### TEXT FOR ANALYSIS

July 3rd - September 16th

Heidi Specker - In Garden, Blossfeldt, 2003

Heidi Specker

IN THE GARDEN

Trees get old, but concrete lasts forever. Concrete is raw, while trees grow and flower. With Heidi Specker we are “In the Garden”. A garden that knows no horizons. Trunks and bushes rise straight in front of the facades. Biotopes resist the idyll, and no soil could serve as a anchoring point, because Specker stays obstinately at eye-level.

If the gardens mark a border, the spectator quickly finds himself facing a wall. Especially in the urban garden. Here, facing the wall, one feels fragility: slender and utterly vulnerable plants brave the stone, while the stone claims to have unshakeable power – nature is up against the wall. But these are not victims of civilisation; Specker is aiming for the essential. On the one hand, she analyses photographic techniques for producing images; and on the other, the nature of the material and how it is received. With all her senses, she comes close to imperceptible realities. She explores forms and joins the tree ants. Specker stays as close as possible to objects, merging their differences. With her motifs of bark and knots, and cracks in concrete, she operates on a micro-level and encounters basic structures. Working with raw material, she naturalises concrete and reconciles its artificiality with nature. All is One.

Acting within dialectics, she bypasses judgments and the chicken-and-egg issue. Humdrum considerations are of interest, however: what endures longer, branch genetics or concrete? What does “urban life” mean? What is “nature”? But Specker doesn’t stop there: she leads the spectator along encoded routes. Rendering the urban garden abstract, she tracks matrixes, the universal formula or the soul of the material.

### DATASET
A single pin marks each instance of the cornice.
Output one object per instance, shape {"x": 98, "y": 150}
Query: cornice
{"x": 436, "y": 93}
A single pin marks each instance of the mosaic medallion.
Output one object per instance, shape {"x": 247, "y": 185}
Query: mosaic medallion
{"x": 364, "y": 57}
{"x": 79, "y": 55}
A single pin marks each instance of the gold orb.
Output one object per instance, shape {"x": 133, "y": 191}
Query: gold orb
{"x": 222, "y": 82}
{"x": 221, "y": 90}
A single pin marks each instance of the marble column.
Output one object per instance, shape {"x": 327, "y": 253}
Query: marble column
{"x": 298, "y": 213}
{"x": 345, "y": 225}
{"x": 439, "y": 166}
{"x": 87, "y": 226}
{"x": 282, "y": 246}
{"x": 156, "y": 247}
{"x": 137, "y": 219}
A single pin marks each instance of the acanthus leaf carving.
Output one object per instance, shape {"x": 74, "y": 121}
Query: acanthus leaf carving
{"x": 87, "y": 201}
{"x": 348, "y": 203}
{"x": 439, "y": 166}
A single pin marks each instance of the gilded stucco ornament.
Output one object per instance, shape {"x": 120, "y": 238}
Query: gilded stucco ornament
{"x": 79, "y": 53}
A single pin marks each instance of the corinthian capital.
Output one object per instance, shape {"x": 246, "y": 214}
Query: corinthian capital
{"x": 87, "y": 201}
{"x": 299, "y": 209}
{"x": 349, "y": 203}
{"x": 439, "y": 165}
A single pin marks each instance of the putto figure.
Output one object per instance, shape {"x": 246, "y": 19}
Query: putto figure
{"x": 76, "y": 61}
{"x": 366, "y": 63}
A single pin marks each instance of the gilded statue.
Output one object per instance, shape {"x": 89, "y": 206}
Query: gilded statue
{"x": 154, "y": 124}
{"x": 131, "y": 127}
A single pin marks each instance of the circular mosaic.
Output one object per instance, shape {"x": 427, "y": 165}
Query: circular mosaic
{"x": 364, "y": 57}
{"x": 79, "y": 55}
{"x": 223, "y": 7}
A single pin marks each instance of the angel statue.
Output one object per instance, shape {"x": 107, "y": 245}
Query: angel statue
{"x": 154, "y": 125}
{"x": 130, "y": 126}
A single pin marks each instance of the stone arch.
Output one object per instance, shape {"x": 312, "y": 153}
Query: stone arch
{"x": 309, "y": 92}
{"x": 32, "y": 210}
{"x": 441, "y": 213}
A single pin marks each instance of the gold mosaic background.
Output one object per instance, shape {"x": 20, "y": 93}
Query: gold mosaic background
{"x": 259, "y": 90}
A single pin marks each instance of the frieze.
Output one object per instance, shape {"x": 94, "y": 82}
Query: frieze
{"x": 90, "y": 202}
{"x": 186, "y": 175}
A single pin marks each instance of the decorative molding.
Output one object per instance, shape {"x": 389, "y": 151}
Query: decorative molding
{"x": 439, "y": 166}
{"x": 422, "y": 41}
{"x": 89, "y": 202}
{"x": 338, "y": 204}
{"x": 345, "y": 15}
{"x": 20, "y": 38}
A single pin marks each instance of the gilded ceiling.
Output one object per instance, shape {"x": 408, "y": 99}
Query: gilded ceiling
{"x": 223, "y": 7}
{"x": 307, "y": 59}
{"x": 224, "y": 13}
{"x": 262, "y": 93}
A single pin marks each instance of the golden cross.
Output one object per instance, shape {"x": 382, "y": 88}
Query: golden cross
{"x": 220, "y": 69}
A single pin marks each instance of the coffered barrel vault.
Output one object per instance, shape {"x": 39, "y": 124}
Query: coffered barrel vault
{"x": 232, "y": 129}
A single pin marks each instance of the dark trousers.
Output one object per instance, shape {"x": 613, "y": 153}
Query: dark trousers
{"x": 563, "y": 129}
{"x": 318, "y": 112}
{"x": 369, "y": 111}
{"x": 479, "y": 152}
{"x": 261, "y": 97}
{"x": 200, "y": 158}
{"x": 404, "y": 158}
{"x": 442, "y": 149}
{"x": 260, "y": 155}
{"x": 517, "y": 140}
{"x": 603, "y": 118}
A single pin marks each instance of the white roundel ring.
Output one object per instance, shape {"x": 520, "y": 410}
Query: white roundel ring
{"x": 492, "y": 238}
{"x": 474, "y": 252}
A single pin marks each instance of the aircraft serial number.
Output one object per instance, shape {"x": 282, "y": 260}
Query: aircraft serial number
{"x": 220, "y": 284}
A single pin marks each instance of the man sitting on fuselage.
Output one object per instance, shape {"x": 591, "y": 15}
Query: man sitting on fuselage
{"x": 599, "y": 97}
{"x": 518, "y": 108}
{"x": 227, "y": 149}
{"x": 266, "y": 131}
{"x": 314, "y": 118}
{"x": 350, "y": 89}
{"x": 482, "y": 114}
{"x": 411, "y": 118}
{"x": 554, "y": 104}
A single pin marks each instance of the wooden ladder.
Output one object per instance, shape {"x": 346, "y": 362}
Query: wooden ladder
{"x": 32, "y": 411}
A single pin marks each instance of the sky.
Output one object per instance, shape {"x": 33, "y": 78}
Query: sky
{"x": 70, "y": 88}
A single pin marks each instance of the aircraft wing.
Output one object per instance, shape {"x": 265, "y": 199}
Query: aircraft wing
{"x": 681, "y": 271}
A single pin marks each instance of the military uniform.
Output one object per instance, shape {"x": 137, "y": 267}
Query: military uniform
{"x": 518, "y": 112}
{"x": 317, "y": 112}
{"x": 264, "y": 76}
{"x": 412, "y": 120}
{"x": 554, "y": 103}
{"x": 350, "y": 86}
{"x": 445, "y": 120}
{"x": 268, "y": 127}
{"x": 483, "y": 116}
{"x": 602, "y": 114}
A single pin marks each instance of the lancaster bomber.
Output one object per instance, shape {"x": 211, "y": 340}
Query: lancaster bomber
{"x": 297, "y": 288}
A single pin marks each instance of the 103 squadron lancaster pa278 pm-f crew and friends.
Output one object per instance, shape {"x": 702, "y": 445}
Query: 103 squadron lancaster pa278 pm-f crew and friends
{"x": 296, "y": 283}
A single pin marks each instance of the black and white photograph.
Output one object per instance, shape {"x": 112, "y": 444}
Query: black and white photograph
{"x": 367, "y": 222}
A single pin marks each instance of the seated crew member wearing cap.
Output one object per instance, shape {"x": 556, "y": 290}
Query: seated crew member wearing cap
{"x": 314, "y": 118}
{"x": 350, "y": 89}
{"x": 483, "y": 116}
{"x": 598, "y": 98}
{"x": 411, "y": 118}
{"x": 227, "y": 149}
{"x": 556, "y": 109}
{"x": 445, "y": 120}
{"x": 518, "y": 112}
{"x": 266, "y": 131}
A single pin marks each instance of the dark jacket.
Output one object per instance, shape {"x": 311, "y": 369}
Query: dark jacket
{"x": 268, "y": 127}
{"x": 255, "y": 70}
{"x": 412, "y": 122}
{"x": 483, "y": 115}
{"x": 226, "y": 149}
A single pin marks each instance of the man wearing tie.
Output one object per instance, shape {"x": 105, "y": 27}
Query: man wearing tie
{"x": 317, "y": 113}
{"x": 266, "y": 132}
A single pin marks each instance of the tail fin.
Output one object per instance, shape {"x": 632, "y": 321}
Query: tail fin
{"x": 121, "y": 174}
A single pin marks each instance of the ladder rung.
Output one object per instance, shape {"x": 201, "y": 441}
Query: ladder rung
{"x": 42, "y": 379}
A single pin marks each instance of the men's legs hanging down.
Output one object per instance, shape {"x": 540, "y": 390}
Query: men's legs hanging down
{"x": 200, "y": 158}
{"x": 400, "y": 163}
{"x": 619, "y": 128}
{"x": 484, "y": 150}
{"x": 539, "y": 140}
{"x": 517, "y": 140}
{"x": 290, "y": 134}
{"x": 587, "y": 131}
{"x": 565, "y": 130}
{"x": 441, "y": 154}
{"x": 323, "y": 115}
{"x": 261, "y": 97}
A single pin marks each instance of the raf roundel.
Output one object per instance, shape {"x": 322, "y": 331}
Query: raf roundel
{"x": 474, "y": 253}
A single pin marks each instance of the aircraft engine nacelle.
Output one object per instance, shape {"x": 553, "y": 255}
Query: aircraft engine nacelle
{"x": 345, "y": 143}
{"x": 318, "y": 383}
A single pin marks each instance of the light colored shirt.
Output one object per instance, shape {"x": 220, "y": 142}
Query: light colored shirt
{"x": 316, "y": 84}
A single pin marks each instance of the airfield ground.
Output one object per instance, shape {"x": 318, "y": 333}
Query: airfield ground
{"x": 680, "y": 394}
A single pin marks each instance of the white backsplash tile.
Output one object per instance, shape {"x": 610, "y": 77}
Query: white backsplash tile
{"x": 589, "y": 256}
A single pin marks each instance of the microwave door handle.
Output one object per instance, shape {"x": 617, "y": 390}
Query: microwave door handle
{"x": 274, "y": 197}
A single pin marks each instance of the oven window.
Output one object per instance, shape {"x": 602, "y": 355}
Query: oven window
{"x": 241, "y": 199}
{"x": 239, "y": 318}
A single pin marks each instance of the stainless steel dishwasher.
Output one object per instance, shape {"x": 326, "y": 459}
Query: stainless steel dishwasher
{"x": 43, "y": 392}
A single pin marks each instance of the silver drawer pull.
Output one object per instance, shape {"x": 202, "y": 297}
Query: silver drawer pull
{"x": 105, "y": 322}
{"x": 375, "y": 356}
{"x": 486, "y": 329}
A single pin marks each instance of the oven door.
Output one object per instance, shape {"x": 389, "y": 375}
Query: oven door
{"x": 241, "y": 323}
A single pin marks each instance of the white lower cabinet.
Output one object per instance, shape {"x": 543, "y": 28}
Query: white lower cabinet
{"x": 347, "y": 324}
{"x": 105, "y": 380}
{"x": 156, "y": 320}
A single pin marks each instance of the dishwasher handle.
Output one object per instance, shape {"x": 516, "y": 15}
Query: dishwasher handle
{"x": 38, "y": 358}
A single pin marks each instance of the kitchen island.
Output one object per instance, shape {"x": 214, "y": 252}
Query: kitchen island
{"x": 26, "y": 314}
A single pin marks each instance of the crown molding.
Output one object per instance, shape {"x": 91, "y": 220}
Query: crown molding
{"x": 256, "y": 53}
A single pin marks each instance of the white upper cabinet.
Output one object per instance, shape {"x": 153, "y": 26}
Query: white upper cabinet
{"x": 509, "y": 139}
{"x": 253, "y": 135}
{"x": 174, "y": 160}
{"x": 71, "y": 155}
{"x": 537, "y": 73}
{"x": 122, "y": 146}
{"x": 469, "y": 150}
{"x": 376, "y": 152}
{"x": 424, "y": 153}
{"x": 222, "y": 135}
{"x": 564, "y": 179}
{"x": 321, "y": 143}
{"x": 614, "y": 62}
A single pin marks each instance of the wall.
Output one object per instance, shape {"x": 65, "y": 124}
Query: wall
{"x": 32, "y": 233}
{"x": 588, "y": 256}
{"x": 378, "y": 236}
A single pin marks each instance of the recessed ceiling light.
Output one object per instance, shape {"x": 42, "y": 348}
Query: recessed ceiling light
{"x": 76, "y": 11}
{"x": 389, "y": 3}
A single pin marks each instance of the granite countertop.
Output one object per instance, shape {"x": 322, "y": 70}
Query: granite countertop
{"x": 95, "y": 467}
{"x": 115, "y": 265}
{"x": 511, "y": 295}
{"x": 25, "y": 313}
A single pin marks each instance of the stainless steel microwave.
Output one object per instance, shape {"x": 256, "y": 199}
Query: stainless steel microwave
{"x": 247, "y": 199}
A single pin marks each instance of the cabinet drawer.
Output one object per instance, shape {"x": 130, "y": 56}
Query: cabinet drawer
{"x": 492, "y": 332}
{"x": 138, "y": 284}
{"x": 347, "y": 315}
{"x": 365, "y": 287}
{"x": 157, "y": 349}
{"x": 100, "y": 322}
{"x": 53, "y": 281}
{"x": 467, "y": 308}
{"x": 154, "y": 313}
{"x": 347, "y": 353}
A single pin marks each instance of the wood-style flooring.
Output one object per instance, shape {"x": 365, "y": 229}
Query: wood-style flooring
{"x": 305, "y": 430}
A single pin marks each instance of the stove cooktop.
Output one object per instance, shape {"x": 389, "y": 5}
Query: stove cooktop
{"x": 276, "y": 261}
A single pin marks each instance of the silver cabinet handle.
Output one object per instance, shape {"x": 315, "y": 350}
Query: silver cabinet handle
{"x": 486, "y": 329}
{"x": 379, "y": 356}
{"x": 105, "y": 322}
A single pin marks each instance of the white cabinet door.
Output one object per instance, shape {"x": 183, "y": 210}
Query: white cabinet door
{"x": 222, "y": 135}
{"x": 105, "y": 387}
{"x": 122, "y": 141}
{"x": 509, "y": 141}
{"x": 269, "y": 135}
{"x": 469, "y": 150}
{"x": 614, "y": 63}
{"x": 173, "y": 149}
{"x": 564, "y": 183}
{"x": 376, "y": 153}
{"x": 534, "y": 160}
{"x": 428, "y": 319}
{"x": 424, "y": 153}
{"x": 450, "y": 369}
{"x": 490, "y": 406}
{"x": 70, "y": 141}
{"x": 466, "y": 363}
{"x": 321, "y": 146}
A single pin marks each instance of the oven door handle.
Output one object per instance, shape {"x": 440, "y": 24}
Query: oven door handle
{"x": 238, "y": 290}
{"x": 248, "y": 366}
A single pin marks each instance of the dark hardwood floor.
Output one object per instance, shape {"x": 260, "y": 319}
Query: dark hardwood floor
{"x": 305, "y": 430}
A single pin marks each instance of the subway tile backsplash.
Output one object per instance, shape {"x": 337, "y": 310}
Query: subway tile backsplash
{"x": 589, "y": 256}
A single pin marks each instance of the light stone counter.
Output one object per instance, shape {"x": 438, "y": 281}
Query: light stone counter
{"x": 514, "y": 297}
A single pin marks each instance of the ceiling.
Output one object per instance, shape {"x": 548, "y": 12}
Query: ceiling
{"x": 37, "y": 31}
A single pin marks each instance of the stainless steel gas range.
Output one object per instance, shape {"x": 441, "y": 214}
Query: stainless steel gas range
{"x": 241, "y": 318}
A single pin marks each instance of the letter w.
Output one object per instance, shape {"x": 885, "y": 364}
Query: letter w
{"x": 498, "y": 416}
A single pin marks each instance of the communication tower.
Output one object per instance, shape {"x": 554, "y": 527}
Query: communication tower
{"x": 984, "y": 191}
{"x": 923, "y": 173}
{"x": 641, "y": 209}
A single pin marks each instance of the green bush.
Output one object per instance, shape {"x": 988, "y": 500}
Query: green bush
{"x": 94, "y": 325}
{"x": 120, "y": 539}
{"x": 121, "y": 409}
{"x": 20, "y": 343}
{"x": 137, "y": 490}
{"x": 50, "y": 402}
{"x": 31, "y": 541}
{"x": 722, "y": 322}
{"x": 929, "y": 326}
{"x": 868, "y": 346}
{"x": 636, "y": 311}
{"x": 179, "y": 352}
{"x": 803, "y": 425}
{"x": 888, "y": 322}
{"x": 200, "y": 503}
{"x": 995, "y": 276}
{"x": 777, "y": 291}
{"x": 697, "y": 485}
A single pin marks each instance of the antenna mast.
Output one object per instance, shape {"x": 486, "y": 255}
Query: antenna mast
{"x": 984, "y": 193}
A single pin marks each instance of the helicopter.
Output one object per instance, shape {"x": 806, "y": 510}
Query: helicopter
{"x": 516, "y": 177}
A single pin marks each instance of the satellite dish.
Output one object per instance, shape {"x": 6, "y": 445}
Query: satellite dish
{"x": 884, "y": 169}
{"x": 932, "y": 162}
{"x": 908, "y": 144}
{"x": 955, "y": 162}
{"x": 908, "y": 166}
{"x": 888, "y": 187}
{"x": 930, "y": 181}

### TASK INSTRUCTIONS
1. Could you reproduce the text on Heidi Specker's "In the Garden" word for word, starting with "Acting within dialectics, she" and going on through "of the material."?
2. Does the text on Heidi Specker's "In the Garden" agree with each statement below? Answer yes or no for each and quote the deciding words of the text.
(a) Specker keeps her camera at eye-level.
(b) The plants are presented as victims of civilisation.
(c) Trees last forever.

### ACTIVITY ANSWERS
1.
Acting within dialectics, she bypasses judgments and the chicken-and-egg issue. Humdrum considerations are of interest, however: what endures longer, branch genetics or concrete? What does “urban life” mean? What is “nature”? But Specker doesn’t stop there: she leads the spectator along encoded routes. Rendering the urban garden abstract, she tracks matrixes, the universal formula or the soul of the material.

2.
(a) Yes: "Specker stays obstinately at eye-level."
(b) No: "But these are not victims of civilisation; Specker is aiming for the essential."
(c) No: "Trees get old, but concrete lasts forever."